Render each line of the material as one string in a JSON list, starting at the line that contains "dark background in this photo." and running through the last line of the material, with blank lines omitted.

### Data records

═══

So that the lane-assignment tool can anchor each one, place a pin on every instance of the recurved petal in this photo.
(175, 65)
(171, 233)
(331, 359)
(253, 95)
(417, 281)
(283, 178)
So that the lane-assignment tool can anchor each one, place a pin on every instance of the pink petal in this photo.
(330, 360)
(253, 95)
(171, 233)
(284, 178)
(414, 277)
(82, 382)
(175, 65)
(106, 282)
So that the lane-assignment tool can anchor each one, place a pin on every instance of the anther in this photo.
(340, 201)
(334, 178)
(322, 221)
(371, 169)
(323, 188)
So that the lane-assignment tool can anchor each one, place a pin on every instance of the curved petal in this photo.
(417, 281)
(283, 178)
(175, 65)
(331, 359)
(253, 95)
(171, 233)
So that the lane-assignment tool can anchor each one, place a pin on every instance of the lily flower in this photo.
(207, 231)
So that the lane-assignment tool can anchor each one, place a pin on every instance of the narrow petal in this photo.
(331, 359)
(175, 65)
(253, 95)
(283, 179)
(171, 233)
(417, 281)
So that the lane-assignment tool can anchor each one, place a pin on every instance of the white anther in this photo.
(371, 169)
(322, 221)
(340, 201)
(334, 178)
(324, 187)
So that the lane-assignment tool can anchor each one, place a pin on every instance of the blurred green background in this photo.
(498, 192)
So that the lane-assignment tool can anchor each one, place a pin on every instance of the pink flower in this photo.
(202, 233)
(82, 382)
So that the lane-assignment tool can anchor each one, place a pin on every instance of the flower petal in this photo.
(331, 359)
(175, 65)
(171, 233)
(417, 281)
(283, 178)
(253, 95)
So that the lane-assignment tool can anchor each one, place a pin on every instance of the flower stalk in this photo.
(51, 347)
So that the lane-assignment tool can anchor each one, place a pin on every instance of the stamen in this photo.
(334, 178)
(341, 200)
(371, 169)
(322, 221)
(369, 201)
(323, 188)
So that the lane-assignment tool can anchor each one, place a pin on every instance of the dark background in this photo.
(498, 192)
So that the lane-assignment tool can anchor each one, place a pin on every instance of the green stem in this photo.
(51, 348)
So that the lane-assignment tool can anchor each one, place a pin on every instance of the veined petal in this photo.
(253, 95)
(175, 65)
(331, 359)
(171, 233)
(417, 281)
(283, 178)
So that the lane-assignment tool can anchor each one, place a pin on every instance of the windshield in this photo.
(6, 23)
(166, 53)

═══

### Written response
[
  "So that the lane-assignment tool can anchor each one, place a pin on every instance of the dark background in this photo.",
  "(498, 192)",
  "So that the lane-assignment tool can anchor each one, place a pin on every instance of the green stem in this photo.",
  "(51, 348)",
  "So that the lane-assignment tool can anchor each one, place a pin on every instance of the veined petal in this photo.",
  "(253, 95)",
  "(175, 65)",
  "(331, 359)",
  "(171, 233)",
  "(417, 281)",
  "(283, 178)",
  "So that the lane-assignment tool can anchor each one, place a pin on every instance of the windshield in this photo.",
  "(6, 23)",
  "(166, 53)"
]